**Problem statement:**
Find each line of the listing that contains the string "item", and copy those lines.
BEGIN
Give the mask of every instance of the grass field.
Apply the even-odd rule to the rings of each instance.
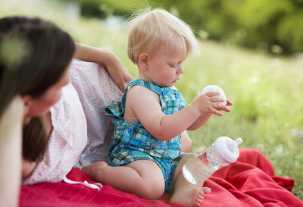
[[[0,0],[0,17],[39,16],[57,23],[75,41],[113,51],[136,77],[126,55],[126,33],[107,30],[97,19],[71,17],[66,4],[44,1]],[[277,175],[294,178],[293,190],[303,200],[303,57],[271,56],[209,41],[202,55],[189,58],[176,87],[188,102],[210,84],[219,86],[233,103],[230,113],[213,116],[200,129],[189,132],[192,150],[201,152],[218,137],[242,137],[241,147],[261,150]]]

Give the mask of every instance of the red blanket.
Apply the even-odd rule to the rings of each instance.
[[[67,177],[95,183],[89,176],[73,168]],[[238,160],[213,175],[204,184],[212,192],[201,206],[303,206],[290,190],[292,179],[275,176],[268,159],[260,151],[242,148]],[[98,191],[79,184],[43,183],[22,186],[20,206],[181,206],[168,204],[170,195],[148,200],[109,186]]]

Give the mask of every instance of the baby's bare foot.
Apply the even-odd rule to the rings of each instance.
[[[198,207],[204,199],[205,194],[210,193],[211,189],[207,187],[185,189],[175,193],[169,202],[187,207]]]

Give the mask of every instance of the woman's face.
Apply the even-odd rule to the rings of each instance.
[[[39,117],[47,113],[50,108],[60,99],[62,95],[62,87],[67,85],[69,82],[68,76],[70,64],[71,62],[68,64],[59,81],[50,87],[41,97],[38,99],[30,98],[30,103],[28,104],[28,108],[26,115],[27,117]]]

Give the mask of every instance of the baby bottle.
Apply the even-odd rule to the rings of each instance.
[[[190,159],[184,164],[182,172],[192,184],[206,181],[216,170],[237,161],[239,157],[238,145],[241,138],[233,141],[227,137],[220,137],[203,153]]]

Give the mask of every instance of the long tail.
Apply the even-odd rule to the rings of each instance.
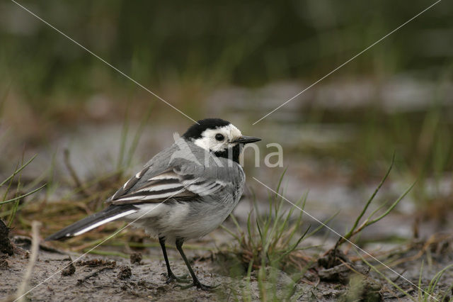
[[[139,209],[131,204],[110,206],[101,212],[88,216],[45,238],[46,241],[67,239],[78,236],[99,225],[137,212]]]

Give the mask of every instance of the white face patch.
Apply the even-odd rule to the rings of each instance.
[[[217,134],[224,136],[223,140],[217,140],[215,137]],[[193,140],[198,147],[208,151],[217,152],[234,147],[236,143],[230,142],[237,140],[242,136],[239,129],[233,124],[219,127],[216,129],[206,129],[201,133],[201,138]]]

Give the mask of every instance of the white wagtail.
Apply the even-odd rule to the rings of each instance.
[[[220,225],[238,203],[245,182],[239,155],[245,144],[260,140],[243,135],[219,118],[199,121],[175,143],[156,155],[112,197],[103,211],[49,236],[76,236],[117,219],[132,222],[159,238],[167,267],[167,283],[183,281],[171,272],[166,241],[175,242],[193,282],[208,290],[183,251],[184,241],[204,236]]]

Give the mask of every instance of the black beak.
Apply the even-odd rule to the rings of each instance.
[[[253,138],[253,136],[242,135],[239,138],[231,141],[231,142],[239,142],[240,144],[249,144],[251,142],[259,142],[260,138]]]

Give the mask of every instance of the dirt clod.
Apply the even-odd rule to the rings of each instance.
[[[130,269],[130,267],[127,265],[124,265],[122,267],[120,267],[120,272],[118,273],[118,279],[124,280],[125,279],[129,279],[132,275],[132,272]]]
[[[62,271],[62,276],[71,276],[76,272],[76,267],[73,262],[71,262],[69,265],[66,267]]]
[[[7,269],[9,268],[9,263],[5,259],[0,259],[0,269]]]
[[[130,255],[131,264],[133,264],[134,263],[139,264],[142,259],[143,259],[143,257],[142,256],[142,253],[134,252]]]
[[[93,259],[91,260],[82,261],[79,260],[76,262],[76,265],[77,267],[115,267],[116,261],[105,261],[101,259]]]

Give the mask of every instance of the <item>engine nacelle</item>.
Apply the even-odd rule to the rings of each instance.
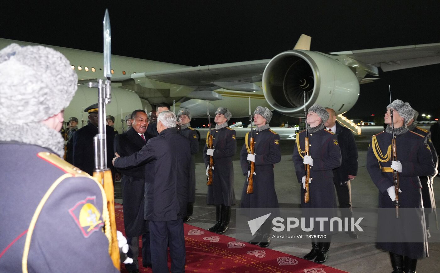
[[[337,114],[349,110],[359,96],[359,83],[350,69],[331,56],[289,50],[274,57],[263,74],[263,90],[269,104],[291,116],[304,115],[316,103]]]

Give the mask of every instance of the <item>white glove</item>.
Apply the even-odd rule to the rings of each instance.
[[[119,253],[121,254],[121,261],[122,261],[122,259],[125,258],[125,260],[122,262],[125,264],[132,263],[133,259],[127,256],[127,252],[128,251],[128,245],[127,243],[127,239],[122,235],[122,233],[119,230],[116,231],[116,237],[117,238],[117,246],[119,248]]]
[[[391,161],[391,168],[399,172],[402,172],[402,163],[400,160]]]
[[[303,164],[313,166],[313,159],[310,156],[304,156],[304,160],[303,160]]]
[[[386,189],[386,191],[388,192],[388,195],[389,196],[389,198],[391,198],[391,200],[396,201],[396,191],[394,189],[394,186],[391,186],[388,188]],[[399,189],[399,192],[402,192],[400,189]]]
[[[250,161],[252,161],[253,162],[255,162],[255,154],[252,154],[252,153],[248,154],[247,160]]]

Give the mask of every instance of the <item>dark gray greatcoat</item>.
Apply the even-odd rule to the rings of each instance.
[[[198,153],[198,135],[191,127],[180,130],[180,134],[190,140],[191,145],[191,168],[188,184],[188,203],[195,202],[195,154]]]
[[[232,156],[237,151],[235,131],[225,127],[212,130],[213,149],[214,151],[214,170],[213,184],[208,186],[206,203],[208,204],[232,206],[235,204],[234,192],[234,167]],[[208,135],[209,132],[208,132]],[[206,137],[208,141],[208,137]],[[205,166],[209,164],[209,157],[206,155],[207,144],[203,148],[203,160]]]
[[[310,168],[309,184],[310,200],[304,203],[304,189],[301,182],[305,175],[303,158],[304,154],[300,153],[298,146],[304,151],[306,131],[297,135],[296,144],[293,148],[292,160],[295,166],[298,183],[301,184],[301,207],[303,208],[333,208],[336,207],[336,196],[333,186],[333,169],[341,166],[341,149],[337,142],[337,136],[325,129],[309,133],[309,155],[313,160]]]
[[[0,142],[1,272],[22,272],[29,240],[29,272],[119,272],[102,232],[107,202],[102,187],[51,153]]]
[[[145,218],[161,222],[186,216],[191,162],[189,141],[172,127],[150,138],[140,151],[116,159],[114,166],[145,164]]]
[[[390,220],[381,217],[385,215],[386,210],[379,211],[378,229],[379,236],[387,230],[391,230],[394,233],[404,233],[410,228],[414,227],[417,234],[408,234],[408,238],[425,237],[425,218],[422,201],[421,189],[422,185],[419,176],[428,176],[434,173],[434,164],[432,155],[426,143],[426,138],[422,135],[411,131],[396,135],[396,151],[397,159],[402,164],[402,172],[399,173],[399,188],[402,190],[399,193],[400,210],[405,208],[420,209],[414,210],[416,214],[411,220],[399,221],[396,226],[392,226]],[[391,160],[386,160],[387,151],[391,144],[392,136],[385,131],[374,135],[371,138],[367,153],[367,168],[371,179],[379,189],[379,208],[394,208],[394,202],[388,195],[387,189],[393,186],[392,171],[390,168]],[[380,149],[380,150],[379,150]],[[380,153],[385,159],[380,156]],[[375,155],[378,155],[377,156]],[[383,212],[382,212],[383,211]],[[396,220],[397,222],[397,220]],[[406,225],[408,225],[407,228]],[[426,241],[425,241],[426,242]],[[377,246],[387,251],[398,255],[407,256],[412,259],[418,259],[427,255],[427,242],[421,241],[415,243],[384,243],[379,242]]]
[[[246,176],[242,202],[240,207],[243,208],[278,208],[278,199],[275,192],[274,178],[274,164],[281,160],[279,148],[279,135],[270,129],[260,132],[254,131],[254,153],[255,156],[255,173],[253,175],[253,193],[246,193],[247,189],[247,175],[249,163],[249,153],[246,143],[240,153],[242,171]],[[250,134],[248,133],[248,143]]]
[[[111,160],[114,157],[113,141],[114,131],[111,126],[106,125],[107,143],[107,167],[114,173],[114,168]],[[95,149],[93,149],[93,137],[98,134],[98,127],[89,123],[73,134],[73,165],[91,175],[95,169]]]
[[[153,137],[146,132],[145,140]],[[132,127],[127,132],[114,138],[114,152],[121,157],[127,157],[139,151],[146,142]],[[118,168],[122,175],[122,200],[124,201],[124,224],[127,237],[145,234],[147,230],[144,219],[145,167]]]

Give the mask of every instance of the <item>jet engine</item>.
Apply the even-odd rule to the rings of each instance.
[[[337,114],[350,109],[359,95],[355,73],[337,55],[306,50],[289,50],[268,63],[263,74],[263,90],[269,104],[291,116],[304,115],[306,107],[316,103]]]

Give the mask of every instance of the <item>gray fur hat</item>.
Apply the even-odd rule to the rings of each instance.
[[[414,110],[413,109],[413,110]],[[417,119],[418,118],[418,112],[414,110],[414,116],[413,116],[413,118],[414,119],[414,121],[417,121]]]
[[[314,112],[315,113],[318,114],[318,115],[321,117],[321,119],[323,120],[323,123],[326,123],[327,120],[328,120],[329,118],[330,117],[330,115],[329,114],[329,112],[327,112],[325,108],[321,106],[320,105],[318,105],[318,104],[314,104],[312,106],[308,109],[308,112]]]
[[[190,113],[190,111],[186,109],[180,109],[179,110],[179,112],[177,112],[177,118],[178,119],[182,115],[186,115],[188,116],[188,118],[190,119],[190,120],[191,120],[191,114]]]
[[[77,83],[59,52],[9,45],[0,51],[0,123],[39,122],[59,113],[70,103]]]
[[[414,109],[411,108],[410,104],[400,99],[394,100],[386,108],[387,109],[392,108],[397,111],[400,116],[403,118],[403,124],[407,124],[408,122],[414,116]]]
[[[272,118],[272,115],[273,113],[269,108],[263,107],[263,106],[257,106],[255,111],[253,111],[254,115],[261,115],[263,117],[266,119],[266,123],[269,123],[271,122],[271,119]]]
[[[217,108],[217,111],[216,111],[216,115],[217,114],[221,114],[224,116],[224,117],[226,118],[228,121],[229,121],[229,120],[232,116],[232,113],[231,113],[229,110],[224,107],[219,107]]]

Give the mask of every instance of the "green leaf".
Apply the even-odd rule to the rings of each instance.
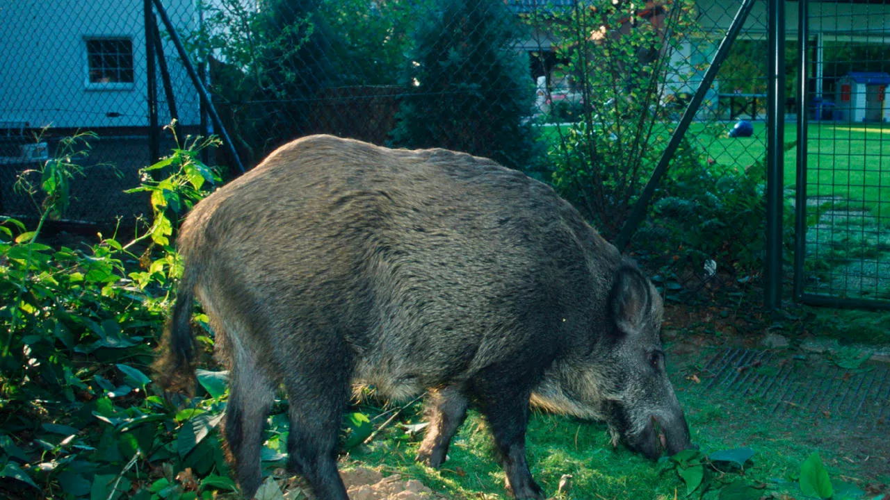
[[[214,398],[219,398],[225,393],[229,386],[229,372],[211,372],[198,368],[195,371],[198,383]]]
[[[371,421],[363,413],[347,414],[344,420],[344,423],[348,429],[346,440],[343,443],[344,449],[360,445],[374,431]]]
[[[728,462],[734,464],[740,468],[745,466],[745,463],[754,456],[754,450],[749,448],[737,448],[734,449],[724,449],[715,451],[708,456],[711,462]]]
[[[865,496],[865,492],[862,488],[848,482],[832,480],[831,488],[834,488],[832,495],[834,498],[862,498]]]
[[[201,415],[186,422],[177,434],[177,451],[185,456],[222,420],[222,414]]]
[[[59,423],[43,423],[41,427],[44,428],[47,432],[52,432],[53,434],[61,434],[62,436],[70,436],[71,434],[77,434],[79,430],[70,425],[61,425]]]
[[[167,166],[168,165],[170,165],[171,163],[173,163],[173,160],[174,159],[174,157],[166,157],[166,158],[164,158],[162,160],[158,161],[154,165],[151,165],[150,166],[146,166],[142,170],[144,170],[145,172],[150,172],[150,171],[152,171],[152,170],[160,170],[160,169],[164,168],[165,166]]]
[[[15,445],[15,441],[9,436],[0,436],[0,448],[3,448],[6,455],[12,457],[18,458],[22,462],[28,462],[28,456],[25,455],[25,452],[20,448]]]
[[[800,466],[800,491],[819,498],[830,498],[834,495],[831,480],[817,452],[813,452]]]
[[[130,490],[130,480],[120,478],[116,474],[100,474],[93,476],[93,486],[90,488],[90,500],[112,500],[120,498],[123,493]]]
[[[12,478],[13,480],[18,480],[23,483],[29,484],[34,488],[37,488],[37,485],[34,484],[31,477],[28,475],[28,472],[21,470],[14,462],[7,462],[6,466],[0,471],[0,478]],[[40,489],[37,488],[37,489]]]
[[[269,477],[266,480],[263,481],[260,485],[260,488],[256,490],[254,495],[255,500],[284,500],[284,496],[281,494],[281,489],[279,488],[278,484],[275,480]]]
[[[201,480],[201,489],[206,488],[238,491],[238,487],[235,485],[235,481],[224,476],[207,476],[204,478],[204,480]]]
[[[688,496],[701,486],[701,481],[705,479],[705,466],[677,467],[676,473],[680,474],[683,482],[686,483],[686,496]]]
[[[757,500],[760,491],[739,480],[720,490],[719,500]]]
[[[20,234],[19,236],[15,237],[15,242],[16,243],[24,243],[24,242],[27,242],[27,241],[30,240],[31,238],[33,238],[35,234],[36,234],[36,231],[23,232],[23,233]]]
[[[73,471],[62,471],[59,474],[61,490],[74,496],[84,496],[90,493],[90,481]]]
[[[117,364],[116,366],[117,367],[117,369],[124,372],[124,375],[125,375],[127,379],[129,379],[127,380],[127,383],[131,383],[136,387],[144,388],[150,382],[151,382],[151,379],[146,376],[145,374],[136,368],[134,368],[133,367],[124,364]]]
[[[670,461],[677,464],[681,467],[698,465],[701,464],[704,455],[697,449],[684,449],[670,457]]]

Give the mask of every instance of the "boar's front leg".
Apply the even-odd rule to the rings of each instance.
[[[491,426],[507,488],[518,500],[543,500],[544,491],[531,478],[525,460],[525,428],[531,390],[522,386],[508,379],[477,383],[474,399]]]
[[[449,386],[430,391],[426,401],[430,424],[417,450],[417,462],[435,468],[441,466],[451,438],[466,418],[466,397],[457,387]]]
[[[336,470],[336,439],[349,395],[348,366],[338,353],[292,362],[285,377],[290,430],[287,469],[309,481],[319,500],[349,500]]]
END
**The reply:**
Give the mask of every instance of the <item>engine nacelle</item>.
Give the mask of every instance of the <item>white glove</item>.
Give the mask of every instance of the <item>dark gray greatcoat</item>.
Give the mask of every instance of the <item>jet engine</item>.
Give the mask of every instance of the <item>gray fur hat</item>.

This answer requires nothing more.